- _Dataset extract_
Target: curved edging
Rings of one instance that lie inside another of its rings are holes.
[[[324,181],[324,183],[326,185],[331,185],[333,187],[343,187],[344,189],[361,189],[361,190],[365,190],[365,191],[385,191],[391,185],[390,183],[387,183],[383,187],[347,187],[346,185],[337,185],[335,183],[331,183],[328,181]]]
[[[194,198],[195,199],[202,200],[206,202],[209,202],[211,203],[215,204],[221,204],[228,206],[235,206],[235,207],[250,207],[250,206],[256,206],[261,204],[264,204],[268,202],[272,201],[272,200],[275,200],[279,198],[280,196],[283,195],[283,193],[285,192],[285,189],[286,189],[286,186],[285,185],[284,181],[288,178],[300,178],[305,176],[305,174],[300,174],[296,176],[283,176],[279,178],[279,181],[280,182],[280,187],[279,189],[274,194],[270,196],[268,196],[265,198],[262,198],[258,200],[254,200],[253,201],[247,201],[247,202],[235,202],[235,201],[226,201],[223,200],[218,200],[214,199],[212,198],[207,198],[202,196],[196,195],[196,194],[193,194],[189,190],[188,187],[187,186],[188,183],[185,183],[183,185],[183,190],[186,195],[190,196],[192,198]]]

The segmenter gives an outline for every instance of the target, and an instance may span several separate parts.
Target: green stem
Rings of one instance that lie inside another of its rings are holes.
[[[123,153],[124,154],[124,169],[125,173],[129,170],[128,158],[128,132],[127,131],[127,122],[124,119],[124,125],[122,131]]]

- _What to work on_
Reproduce every one of the lines above, from the first to the last, without changing anything.

- _Complete response_
Target: curved edging
Rings of one instance that lie inside another of its rings are holes.
[[[324,181],[324,183],[326,185],[331,185],[333,187],[343,187],[344,189],[361,189],[361,190],[365,190],[365,191],[385,191],[391,185],[390,183],[387,183],[383,187],[347,187],[346,185],[337,185],[335,183],[331,183],[328,181]]]
[[[194,198],[195,199],[202,200],[206,202],[209,202],[211,203],[215,204],[221,204],[228,206],[235,206],[235,207],[250,207],[250,206],[256,206],[261,204],[264,204],[268,202],[272,201],[272,200],[275,200],[279,198],[280,196],[283,195],[283,193],[285,192],[285,189],[286,189],[286,186],[285,185],[284,181],[288,178],[300,178],[305,176],[305,174],[300,174],[296,176],[283,176],[279,178],[279,181],[280,182],[280,187],[279,189],[274,194],[270,196],[268,196],[265,198],[262,198],[258,200],[254,200],[253,201],[247,201],[247,202],[235,202],[235,201],[226,201],[223,200],[218,200],[214,199],[212,198],[207,198],[202,196],[196,195],[196,194],[193,194],[189,190],[188,187],[187,186],[188,183],[185,183],[183,185],[183,190],[186,195],[190,196],[192,198]]]

The segmenter gives an outline for every instance of the target, and an instance may span several separate parts.
Target: green stem
Rings of one instance that lie inside another of its rings are holes.
[[[123,153],[124,154],[124,169],[125,173],[129,170],[128,158],[128,132],[127,131],[127,122],[124,119],[124,125],[122,131]]]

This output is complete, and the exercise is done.